Berawal dari tugas mata kuliah Sosiologi di kampus saya, yang diampu oleh Dra. Marfuah Sri Sanityastuti, saya mendapatkan pengalaman yang sangat berharga karena berkesempatan bertemu dan mewawancarai pengurus Pondok Pesantren Waria “Al-Fatah” yang mana ke empat pengurus pesantren tersebut semua juga seorang waria. Tugas dari dosen saya tersebut tentang Relasi Komunitas Waria dalam Masyarakat yang ditinjau dari Tiga Paradigma Sosial dan Grand Theory Sociology. Awalnya kami juga ingin mewawancarai masyarakat di sekitar Pondok Pesantren tersebut, namun karena informasi dari Ibu Shinta (Ketua Pondok Pesantren Waria) sudah mencakup data yang diperlukan, alhasil Dhamar, Hanif dan saya hanya mewawancarai komunitas warianya saja.

### DAFTAR TERLAMPIR
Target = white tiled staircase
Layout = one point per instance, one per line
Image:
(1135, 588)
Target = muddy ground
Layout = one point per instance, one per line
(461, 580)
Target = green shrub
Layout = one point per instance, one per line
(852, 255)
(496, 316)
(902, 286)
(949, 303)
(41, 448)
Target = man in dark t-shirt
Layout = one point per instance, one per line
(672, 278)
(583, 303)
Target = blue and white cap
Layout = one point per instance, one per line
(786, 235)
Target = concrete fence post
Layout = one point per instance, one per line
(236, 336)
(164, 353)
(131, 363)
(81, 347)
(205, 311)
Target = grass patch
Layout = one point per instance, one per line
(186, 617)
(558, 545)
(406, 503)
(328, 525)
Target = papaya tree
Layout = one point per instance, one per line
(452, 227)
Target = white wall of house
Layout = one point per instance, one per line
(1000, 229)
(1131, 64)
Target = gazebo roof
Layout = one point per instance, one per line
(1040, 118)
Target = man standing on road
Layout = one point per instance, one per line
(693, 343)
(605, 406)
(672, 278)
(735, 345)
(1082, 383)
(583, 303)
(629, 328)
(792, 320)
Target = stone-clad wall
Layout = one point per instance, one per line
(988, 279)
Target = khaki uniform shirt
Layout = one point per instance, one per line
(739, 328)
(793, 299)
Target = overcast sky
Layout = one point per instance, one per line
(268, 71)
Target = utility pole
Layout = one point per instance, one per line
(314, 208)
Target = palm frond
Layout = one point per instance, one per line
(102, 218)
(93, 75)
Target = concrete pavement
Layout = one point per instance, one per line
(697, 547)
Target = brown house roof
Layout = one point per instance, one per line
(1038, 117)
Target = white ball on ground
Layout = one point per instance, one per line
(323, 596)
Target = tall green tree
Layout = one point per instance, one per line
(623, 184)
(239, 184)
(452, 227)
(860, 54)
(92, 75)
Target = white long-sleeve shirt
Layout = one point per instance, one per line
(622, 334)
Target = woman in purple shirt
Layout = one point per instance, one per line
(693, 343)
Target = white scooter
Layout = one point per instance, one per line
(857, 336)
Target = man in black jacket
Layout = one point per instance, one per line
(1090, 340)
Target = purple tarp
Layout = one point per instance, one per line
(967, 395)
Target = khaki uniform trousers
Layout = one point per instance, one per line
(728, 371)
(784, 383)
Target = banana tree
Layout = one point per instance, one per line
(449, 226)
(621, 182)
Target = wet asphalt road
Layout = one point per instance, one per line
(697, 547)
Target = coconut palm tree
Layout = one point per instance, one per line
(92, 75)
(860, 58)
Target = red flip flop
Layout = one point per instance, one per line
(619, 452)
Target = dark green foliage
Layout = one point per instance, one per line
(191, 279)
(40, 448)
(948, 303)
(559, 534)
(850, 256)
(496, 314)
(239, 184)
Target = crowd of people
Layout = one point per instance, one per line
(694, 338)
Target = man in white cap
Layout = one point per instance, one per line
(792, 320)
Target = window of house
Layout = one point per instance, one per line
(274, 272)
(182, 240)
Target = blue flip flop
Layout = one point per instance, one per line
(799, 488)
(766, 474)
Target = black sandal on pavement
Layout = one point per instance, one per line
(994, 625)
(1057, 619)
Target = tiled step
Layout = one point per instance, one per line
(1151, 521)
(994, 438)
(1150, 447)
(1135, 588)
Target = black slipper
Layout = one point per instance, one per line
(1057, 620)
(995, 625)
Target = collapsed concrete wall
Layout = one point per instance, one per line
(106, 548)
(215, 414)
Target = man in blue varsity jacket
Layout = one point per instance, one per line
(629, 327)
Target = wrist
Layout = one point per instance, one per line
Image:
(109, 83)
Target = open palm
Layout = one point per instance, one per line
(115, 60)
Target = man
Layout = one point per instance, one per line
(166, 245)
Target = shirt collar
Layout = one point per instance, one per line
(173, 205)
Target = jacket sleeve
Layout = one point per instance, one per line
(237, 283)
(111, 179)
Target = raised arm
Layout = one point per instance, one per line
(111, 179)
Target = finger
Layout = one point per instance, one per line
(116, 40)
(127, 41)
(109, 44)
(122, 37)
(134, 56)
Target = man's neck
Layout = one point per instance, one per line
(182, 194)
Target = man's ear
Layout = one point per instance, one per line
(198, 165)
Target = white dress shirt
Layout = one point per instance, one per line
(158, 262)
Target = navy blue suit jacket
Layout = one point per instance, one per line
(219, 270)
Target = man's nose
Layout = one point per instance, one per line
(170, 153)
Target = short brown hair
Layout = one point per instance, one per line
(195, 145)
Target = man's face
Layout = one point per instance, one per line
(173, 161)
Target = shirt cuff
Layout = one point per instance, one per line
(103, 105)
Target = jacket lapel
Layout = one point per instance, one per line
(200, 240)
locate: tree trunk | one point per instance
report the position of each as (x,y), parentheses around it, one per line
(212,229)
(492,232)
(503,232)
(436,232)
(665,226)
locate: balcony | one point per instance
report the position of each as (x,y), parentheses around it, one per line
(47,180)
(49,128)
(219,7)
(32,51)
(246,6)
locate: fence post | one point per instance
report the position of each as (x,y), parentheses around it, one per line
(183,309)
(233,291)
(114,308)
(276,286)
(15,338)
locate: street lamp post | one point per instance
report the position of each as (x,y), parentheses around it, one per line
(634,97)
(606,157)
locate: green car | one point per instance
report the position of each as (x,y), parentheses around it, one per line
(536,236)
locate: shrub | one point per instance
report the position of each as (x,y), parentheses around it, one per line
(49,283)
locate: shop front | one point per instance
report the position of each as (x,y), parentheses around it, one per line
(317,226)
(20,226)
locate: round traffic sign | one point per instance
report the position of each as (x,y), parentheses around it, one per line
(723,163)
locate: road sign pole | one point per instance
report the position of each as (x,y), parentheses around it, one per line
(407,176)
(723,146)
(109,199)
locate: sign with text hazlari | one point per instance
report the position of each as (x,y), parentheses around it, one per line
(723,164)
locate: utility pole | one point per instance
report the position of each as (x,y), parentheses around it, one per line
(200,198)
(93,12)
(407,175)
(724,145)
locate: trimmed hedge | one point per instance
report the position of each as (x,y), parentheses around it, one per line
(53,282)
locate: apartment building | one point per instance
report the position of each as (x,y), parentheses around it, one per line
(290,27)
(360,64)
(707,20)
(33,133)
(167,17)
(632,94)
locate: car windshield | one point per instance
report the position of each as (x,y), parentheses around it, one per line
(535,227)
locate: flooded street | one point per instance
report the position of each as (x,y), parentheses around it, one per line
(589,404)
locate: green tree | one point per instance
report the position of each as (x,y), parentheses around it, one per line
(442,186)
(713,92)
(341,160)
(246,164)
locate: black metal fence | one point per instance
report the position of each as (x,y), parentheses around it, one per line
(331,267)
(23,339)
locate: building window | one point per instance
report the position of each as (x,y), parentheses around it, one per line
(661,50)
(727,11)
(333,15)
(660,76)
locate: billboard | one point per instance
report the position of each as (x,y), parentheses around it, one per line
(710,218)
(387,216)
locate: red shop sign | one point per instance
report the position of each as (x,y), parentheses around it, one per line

### PERSYARATAN TUGAS A
Cetak ulang bagian dari teks tentang wawancara di pondok pesantren waria, mulai dari "Berawal dari tugas" dan terus sampai "komunitas warianya saja.".
### PERSYARATAN TUGAS B
Menurut teks tentang wawancara di pondok pesantren waria, siapa dosen yang mengampu mata kuliah Sosiologi yang tugasnya menjadi awal pengalaman tersebut?

### JAWABAN AKHIR A
Berawal dari tugas mata kuliah Sosiologi di kampus saya, yang diampu oleh Dra. Marfuah Sri Sanityastuti, saya mendapatkan pengalaman yang sangat berharga karena berkesempatan bertemu dan mewawancarai pengurus Pondok Pesantren Waria “Al-Fatah” yang mana ke empat pengurus pesantren tersebut semua juga seorang waria. Tugas dari dosen saya tersebut tentang Relasi Komunitas Waria dalam Masyarakat yang ditinjau dari Tiga Paradigma Sosial dan Grand Theory Sociology. Awalnya kami juga ingin mewawancarai masyarakat di sekitar Pondok Pesantren tersebut, namun karena informasi dari Ibu Shinta (Ketua Pondok Pesantren Waria) sudah mencakup data yang diperlukan, alhasil Dhamar, Hanif dan saya hanya mewawancarai komunitas warianya saja.

### JAWABAN AKHIR B
Dra. Marfuah Sri Sanityastuti.